━━━━━ DATI FORNITI ━━━━━

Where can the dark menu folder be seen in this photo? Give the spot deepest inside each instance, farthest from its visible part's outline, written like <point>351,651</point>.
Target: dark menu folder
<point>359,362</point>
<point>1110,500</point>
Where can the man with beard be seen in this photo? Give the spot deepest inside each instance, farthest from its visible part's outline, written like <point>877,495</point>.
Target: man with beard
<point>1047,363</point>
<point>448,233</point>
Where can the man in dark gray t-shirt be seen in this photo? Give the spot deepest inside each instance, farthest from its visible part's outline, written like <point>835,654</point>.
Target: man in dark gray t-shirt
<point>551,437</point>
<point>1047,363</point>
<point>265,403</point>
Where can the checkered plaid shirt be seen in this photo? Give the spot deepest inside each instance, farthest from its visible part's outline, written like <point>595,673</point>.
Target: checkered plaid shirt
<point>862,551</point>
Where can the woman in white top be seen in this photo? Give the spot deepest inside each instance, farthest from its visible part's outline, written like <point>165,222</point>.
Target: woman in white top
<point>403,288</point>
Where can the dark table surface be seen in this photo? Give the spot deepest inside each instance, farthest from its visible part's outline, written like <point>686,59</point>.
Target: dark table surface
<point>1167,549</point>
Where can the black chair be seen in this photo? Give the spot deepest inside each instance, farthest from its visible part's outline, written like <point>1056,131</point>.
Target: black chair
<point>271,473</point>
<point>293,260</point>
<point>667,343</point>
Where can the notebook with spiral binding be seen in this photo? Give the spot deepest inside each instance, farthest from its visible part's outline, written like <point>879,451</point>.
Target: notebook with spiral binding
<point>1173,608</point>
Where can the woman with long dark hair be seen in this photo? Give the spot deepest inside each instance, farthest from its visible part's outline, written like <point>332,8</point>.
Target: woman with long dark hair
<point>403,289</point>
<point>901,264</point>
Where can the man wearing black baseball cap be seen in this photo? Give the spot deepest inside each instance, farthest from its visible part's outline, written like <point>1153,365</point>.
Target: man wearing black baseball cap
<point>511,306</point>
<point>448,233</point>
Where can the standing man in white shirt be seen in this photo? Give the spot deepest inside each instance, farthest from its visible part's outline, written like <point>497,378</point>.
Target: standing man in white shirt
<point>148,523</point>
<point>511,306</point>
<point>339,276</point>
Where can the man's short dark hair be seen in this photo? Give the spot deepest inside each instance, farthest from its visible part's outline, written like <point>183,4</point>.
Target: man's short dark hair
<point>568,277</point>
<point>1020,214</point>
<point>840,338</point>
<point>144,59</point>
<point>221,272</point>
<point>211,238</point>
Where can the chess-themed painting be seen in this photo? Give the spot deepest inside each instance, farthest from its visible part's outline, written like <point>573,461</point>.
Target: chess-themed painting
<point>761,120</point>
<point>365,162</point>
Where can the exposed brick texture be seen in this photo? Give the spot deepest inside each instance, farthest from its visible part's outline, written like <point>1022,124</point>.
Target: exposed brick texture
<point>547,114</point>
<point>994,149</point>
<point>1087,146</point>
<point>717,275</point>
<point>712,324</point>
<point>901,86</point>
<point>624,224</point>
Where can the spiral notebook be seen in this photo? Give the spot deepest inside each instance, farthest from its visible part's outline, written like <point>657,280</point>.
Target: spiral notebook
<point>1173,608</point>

━━━━━

◆ **COMPITO ASSEGNATO**:
Restituisci tutte le righe dei record riportati sopra, identiche e nello stesso ordine.

◆ **RISULTATO QUI SOTTO**:
Where can the dark menu folder be seen in this photo? Give the spot deepest inside each instance, farthest from its visible part's outline, written like <point>351,651</point>.
Target: dark menu folder
<point>359,362</point>
<point>1110,500</point>
Where can the man with beard be seen in this photo? Give the spot deepest inside each instance, farthest from its visible part's outline, written like <point>877,495</point>.
Target: man with beard
<point>1047,363</point>
<point>448,233</point>
Where can the man in dark gray t-shirt be seen in this photo? Give the spot deepest inside each instance, farthest from its visible part's outline, written like <point>835,654</point>.
Target: man in dark gray t-shirt
<point>551,437</point>
<point>1047,363</point>
<point>265,403</point>
Where can the checkered plaid shirt be seen in this photo? Give the spot deepest inside each instance, farthest from its visible part's outline, written like <point>595,673</point>.
Target: checkered plaid shirt
<point>862,551</point>
Where can the woman in white top be seen in this photo? Give the spot deepest inside each instance, farthest from its visible part's outline, written like <point>165,222</point>.
Target: woman in white top
<point>403,288</point>
Where can the dark table surface be seen in this photo? Give the spot deepest inside each instance, farthest from its visible part's outline, written like <point>686,59</point>.
Target: dark table surface
<point>1167,549</point>
Where can the black chair be seen in this photo? Give the spot deepest inside each instance, farthest from its visible part's outline, written like <point>1056,131</point>.
Target: black chair
<point>271,473</point>
<point>293,260</point>
<point>667,343</point>
Where can the notebook with spiral binding be seen in this photo? Give the spot deepest inside each instance, farthest from its visible part's outline, written like <point>879,451</point>.
Target: notebook with spiral binding
<point>1173,608</point>
Where can the woman with long dark hair be seen in this photo? Give the spot deepest inside each instance, farthest from its visible part's outline, written like <point>332,8</point>.
Target: woman with long dark hair
<point>403,289</point>
<point>901,264</point>
Where can the man wearing black baseball cap be seen in this photo? Give the spot deepest inside each instance, farthest from its visible part's outline, written like <point>1153,365</point>.
Target: man wearing black baseball cap
<point>511,306</point>
<point>448,233</point>
Where can the standing man in white shirt be seen in this photo? Give the spot deepest inside each instance, farthest from its visible part's outline, written like <point>497,378</point>.
Target: standing man in white shirt
<point>148,523</point>
<point>511,306</point>
<point>339,276</point>
Where can the man's short dark hair be seen in this photo? Give the spot deepest inside each instance, farthest from its visible part's outline, written like <point>183,4</point>.
Target: man's short dark hair
<point>568,277</point>
<point>1020,214</point>
<point>840,338</point>
<point>144,59</point>
<point>221,272</point>
<point>211,238</point>
Where can the chess-themed painting be seen in this photo? Give the spot deepest inside each instance, farthest from its visible part's outline, written like <point>573,461</point>.
Target: chess-themed painting
<point>761,120</point>
<point>365,162</point>
Where can the exposed brick texture be seen in this photo? Give the spot deepest inside each instance, farthest from its visible part's outline, written like <point>1022,124</point>.
Target: exposed brick texture
<point>547,114</point>
<point>994,149</point>
<point>1087,146</point>
<point>717,275</point>
<point>712,324</point>
<point>901,86</point>
<point>624,224</point>
Where can the spiral notebook be seen in this photo? Give the spot deepest inside each instance, farthest from its visible part's outline, written like <point>657,280</point>.
Target: spiral notebook
<point>1173,608</point>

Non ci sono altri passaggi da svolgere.